(Excerpts from a dataset)
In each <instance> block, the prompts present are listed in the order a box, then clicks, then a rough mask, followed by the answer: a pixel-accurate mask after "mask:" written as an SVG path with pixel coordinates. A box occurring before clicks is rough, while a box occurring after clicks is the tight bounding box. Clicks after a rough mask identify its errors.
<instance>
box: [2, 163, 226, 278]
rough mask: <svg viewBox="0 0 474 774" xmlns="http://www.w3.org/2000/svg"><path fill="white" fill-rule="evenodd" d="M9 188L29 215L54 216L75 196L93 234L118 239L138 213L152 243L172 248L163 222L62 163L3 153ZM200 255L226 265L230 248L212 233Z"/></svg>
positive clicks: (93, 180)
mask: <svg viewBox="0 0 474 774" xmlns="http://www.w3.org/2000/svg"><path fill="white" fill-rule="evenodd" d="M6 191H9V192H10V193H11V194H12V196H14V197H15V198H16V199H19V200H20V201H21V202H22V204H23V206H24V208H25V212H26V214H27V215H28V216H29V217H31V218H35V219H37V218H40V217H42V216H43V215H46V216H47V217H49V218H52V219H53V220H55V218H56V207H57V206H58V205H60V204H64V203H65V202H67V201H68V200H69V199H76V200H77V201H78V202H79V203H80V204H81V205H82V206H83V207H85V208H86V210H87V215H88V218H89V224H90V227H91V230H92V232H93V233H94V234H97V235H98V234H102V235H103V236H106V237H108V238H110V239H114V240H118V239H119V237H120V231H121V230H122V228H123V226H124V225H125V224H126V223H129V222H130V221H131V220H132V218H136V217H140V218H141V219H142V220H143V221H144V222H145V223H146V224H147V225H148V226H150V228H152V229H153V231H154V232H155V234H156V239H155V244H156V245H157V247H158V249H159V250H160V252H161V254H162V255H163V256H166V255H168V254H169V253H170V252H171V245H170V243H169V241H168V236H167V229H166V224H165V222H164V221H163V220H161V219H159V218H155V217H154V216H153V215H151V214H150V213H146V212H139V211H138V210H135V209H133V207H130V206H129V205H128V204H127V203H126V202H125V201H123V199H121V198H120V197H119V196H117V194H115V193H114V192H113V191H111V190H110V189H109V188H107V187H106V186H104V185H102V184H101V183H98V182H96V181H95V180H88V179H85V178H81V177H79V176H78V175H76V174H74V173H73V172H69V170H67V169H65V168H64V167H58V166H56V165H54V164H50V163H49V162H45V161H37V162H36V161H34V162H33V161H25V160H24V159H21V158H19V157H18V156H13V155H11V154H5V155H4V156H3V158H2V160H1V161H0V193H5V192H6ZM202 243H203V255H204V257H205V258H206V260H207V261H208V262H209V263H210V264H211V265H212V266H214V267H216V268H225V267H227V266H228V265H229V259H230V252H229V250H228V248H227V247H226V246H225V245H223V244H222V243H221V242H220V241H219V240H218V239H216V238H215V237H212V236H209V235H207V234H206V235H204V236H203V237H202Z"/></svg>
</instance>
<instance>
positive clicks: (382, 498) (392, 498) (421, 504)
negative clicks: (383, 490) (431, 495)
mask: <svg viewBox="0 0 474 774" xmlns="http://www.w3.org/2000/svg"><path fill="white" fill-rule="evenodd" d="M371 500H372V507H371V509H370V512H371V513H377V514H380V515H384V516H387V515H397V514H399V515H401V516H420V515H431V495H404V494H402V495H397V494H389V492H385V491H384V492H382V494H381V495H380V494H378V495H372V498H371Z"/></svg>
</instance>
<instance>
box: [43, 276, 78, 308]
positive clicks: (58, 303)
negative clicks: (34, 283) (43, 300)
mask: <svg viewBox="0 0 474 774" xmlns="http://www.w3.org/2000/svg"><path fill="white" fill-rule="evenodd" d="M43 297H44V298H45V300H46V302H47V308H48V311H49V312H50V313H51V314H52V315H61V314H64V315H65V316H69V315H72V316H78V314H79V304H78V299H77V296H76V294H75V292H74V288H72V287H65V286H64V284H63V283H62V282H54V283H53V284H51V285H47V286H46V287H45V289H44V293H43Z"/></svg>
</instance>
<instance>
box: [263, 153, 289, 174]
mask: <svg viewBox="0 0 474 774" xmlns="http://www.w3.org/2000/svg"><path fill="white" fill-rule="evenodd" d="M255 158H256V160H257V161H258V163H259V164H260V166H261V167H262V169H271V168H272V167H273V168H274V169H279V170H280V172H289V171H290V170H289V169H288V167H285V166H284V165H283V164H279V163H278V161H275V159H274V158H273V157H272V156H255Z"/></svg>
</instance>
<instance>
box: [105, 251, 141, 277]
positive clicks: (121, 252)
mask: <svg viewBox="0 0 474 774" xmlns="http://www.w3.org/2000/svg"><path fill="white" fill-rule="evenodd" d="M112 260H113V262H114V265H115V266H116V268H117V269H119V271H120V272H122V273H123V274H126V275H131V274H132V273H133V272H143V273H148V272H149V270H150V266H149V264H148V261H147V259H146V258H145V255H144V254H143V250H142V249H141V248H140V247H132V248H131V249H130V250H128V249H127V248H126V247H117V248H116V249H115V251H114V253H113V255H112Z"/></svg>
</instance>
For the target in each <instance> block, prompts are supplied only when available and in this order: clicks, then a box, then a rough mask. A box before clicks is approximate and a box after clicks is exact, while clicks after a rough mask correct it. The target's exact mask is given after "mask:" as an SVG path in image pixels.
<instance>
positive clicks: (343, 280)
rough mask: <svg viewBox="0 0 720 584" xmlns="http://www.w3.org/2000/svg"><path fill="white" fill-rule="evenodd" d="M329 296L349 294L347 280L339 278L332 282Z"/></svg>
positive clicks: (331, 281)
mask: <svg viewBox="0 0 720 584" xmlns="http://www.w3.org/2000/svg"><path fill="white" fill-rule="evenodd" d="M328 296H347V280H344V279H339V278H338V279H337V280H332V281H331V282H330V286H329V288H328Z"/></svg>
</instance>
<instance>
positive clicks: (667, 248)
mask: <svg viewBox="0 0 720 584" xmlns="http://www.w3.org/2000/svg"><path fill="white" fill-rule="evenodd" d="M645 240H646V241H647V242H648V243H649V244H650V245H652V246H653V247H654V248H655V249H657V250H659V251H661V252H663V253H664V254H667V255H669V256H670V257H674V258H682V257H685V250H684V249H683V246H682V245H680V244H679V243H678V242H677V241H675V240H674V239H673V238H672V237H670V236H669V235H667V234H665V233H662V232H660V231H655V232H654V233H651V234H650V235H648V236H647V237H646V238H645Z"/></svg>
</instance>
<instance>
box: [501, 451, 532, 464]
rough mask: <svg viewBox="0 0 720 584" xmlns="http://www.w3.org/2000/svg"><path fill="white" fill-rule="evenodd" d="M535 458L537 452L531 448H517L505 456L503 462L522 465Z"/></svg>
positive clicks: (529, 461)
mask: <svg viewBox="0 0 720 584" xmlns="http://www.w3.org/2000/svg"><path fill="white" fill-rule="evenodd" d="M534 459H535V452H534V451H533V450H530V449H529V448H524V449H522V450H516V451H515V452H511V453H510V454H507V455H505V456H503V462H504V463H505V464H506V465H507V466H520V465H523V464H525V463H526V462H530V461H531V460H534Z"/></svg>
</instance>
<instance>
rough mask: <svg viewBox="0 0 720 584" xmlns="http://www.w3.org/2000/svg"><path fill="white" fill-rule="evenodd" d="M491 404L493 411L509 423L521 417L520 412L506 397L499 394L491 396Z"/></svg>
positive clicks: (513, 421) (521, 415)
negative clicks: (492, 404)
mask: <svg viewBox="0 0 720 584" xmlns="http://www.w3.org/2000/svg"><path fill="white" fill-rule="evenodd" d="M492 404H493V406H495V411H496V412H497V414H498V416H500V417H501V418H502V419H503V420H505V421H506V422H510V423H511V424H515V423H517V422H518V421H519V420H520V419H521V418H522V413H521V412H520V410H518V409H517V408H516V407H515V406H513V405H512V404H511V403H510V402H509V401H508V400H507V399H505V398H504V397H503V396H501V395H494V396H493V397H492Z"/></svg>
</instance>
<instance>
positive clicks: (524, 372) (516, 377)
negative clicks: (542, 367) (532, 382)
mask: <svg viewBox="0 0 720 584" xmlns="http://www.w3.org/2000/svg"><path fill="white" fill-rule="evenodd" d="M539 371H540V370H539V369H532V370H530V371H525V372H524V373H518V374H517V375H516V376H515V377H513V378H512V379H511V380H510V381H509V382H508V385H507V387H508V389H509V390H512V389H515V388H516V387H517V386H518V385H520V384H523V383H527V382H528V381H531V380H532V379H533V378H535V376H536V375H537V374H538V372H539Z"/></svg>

**Assigned task**
Copy out each line of the data above, exactly, if it lies between the line holding "negative clicks: (34, 283) (43, 300)" and the line holding "positive clicks: (343, 280)", inclusive; copy no other line.

**Reply to the task**
negative clicks: (34, 283) (43, 300)
mask: <svg viewBox="0 0 474 774" xmlns="http://www.w3.org/2000/svg"><path fill="white" fill-rule="evenodd" d="M43 297H44V298H45V300H46V302H47V308H48V311H49V312H50V313H51V314H52V315H61V314H64V315H65V316H69V315H72V316H78V314H79V304H78V299H77V296H76V294H75V292H74V288H72V287H65V286H64V284H63V283H62V282H54V283H53V284H51V285H47V286H46V287H45V289H44V293H43Z"/></svg>
</instance>
<instance>
box: [263, 153, 289, 174]
mask: <svg viewBox="0 0 474 774" xmlns="http://www.w3.org/2000/svg"><path fill="white" fill-rule="evenodd" d="M255 158H256V160H257V161H258V163H259V164H260V166H261V167H262V169H271V168H272V167H273V168H274V169H279V170H280V172H289V171H290V170H289V169H288V167H285V166H284V165H283V164H279V163H278V161H275V159H274V158H273V157H272V156H255Z"/></svg>
</instance>
<instance>
box: [105, 251, 141, 277]
positive clicks: (121, 252)
mask: <svg viewBox="0 0 474 774" xmlns="http://www.w3.org/2000/svg"><path fill="white" fill-rule="evenodd" d="M112 260H113V262H114V265H115V266H116V268H117V269H119V271H120V272H122V273H123V274H126V275H131V274H132V273H133V272H143V273H148V272H149V270H150V266H149V264H148V261H147V259H146V258H145V255H144V254H143V250H142V249H141V248H140V247H132V248H131V249H130V250H128V249H127V248H126V247H117V248H116V249H115V251H114V253H113V255H112Z"/></svg>
</instance>
For the target in each <instance> block, prompts are supplied only when available and in this order: clicks, then a box, then a rough mask. A box before clicks is approximate and a box after clicks is exact, while clicks after a rough mask correct it. The target's exact mask is given after "mask:" as an SVG path in image pixels.
<instance>
positive clicks: (343, 280)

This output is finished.